### Instrução dada a
Procure nas entradas todas as linhas que contêm a palavra "window" e copie cada uma delas. Leve em conta a diferença entre maiúsculas e minúsculas.

### Trecho da fonte
········

"Chegou um ponto [em] que tinha de escolher: pagar o cartão ou ficar sem comer", diz Damiana Araújo dos Santos, desempregada. "Como tenho dois filhos, sinto muito, não posso deixar meus filhos passarem fome para pagar cartão", afirma.
Endividamento no cartão de crédito é recorde nos últimos 8 anos, refletindo a situação econômica do país, que tem sofrido com inflação em alta, renda em queda e desemprego.
![]() |
Apelar para o "rotativo" do cartão acaba gerando um efeito "bola de neve", que só aumenta a dívida. | (Foto: Arquivo/Ag. Brasil) |
Casos como o dela levaram o país a registrar o
maior patamar de dívidas com cartão de crédito em oito anos, refletindo a
dificuldade da população em se manter adimplente em um cenário de inflação
elevada, renda comprimida e busca por emprego.

········

### Dados fornecidos
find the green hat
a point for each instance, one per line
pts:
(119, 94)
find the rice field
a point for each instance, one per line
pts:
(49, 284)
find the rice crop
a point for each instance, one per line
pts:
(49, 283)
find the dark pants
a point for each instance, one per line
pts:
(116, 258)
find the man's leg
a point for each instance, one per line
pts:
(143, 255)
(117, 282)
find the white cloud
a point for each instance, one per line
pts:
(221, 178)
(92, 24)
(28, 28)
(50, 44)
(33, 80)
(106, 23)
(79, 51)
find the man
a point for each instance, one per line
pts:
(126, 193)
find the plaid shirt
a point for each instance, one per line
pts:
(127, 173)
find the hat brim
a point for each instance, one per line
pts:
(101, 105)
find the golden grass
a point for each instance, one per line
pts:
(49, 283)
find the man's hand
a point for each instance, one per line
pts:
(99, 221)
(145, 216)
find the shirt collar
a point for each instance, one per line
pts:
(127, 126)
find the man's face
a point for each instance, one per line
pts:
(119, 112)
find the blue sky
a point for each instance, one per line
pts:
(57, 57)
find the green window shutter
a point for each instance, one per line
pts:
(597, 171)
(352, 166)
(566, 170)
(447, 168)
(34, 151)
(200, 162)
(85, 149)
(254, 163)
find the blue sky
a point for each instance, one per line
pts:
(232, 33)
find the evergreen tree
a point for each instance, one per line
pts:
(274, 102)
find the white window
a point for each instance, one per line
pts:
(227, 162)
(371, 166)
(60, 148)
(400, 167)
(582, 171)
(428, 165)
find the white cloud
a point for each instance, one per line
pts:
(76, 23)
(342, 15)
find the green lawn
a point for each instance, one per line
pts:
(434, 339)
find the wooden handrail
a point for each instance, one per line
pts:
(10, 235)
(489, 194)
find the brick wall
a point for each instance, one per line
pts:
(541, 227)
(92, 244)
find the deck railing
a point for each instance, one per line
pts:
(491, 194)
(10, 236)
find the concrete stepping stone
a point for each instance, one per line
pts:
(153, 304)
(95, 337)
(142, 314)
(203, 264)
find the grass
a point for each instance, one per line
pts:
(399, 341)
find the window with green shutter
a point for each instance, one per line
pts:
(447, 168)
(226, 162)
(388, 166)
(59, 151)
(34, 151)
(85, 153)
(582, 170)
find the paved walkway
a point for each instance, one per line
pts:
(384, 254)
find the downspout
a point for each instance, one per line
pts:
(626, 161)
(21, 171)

········

### Instrução dada b
No trecho sobre dívidas no cartão de crédito, quantos filhos Damiana Araújo dos Santos diz ter?

### Resposta correta a
find the green window shutter
find the white window
find the window with green shutter

### Resposta correta b
Dois filhos.